| YOUR OBJECTIVE |
Find each line of the entries with the string "woman", please, and copy it.

START TASK MATERIAL

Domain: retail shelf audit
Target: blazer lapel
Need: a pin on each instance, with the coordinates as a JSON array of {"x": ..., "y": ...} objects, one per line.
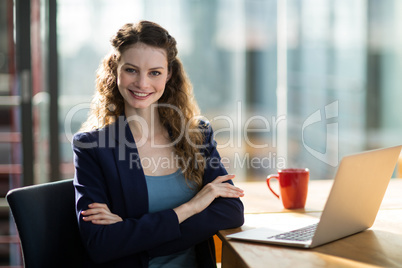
[{"x": 129, "y": 167}]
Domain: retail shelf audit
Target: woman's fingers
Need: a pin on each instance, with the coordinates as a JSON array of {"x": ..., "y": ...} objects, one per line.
[{"x": 224, "y": 178}]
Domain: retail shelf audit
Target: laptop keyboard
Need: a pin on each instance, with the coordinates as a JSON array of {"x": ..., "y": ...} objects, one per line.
[{"x": 302, "y": 234}]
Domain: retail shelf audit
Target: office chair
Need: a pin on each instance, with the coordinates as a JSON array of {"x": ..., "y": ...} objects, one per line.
[{"x": 46, "y": 222}]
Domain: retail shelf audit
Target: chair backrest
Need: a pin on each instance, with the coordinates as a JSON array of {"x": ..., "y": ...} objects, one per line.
[{"x": 46, "y": 222}]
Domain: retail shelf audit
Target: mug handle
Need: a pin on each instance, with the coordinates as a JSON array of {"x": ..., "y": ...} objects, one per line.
[{"x": 272, "y": 176}]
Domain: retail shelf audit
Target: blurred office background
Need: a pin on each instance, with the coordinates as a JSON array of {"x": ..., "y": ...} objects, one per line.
[{"x": 296, "y": 83}]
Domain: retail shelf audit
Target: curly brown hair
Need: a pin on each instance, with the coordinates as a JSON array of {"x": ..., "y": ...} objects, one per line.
[{"x": 107, "y": 103}]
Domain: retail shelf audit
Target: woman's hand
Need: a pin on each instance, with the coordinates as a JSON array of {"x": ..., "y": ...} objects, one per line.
[
  {"x": 217, "y": 188},
  {"x": 100, "y": 214}
]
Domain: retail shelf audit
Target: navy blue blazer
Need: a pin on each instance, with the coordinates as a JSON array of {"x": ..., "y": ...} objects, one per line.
[{"x": 108, "y": 170}]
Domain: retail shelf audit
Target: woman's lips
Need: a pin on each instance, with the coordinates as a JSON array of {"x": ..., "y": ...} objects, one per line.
[{"x": 140, "y": 95}]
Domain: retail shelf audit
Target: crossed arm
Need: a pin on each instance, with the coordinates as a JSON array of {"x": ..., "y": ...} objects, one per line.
[{"x": 98, "y": 213}]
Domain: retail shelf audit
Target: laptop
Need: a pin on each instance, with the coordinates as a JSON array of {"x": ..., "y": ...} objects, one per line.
[{"x": 352, "y": 205}]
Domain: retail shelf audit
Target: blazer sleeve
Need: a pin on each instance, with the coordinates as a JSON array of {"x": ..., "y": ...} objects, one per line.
[
  {"x": 132, "y": 235},
  {"x": 222, "y": 213}
]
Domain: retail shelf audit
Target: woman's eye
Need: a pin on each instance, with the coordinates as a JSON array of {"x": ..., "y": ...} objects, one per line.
[
  {"x": 155, "y": 73},
  {"x": 130, "y": 70}
]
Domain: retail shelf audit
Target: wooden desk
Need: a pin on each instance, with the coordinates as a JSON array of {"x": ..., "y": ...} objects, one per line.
[{"x": 379, "y": 246}]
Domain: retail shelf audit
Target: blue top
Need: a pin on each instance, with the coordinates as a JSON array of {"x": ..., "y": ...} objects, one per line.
[
  {"x": 108, "y": 171},
  {"x": 167, "y": 192}
]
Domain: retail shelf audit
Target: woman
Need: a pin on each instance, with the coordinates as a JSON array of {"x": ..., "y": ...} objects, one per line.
[{"x": 150, "y": 187}]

END TASK MATERIAL

| RESPONSE AREA |
Target: woman's fingers
Target: woman's hand
Target: woman's lips
Target: woman's eye
Target: woman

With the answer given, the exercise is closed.